Gefahr von Coronavirus nicht unterschätzen / auch auf europäischer Ebene besorgniserregender Wettbewerb zu Lockerung / Unterschiedliche Testmethoden führen schon in Südwestfalen zu unterschiedlichen Zahlen, daher Vorsicht geboten

„Zu viel und zu schnelle Öffnung von Geschäften, Gaststätten und anderen Bereichen des öffentlichen Lebens sind in der Tat brandgefährlich. Ich stimme in dieser Frage mit den Virologen überein, die anlässlich der Debatte in Deutschland warnen. Wir haben in Deutschland eine extrem erfreuliche Entwicklung im Vergleich zu europäischen Nachbarstaaten wie Italien, Spanien und auch Großbritannien. Das liegt aber daran, dass wir erstens früher gewarnt waren als andere und deswegen auch früher getestet haben und dass wir zweitens den Lockdown früher durchgeführt haben als zum Beispiel Großbritannien. Großbritannien hat Schulen und Gaststätten nur wenige Tage später geschlossen und hat jetzt mehr Tote als Italien. Das zeigt, dass die Maßnahmen richtig waren. Ich verstehe jeden, der sich wieder ein Stück weit Normalität wünscht. Aber die Sache kann auch nach hinten losgehen. Wenn wir jetzt zu viel lockern, kann der Sommerurlaub für die meisten erst recht ins Wasser fallen, weil wir dann einen neuen Höhepunkt der Infektion erleben“, so der gesundheitspolitische Sprecher der größten Fraktion im Europäischen Parlament (EVP-Christdemokraten) Dr. Peter Liese.

## AUFGABEN
(a) Welches Land hat laut dem Text über die Corona-Lockerungen inzwischen mehr Tote als Italien?
(b) Schreibe den Text über die Corona-Lockerungen im Anschluss an seinen letzten Satz weiter.

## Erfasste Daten
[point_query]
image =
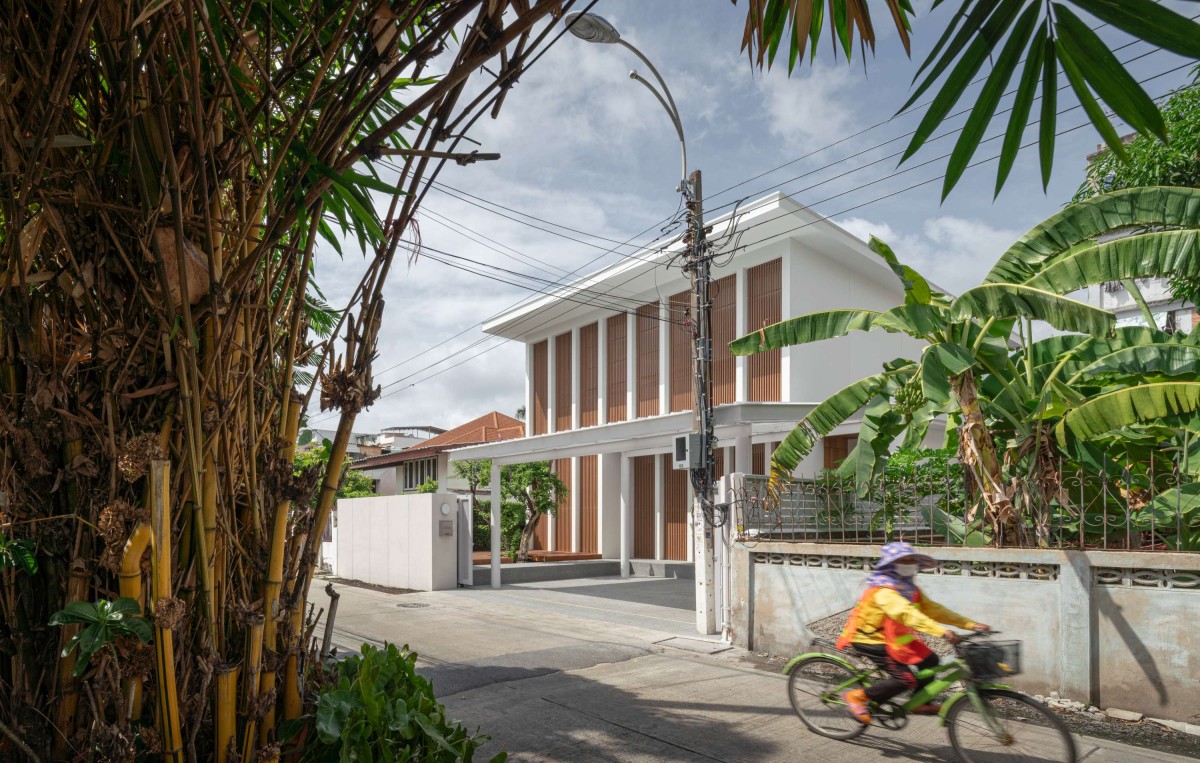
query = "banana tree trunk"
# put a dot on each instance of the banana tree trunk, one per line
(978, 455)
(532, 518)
--
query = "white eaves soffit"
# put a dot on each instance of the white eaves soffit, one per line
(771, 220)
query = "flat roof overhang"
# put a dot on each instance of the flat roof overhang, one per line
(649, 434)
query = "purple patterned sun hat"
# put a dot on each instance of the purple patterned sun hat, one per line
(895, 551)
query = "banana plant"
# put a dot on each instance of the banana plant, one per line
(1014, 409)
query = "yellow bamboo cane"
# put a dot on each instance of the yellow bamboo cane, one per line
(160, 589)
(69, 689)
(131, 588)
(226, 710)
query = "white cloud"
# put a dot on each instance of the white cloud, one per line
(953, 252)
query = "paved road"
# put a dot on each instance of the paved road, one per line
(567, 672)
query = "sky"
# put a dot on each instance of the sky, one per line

## LÖSUNGEN
(a) Großbritannien.

(b)
Peter Liese wies darauf hin, dass die Gefahr besteht, dass in bestimmten Kreisen zu wenig getestet wird, damit man bestimmte Lockerung aufrechterhalten kann. "Grundsätzlich halte ich es für richtig, dass die Bundeskanzlerin und die Ministerpräsidenten entschieden haben, dass ab einer Zahl von 50 positiv Getesteten pro Hunderttausend wieder strengere Maßnahmen in Kraft treten. Aber wir sehen in Südwestfalen, zum Beispiel im Kreis Olpe, dass die Frage, wie viel man findet, auch immer von der Zahl der Tests abhängt. Der Kreis Olpe wäre nach den neuen Maßgaben möglicherweise eher ein Kandidat für Schließungen als andere Kreise. Die höheren Zahlen im Kreis Olpe hängen aber auch mit der größeren Anzahl von Tests, insbesondere im Altenheim, zusammen. Es darf auf keinen Fall dazu kommen, dass weniger getestet wird, damit man nichts findet", so Liese.

Liese berichtete aus seinen Gesprächen mit Kollegen aus anderen Mitgliedsländern darüber, dass es eine generelle Tendenz zu schnellen Öffnungen, zum Beispiel auch im internationalen Fremdenverehr gebe. "Wir müssen jetzt alle gemeinsam aufpassen. Ich glaube, um das öffentliche Leben zu normalisieren und die Gefahr einer vielleicht noch schlimmeren zweiten Welle zu verhindern, brauchen wir unbedingt digitale Lösungen. Die Bedenken gegen die App und digitale Armbänder für diejenigen, die kein Smartphone haben, wiegen nicht so schwer, dass man zehntausende von Toten riskieren sollte oder die enormen wirtschaftlichen und sozialen Schäden rechtfertigen kann", so Liese.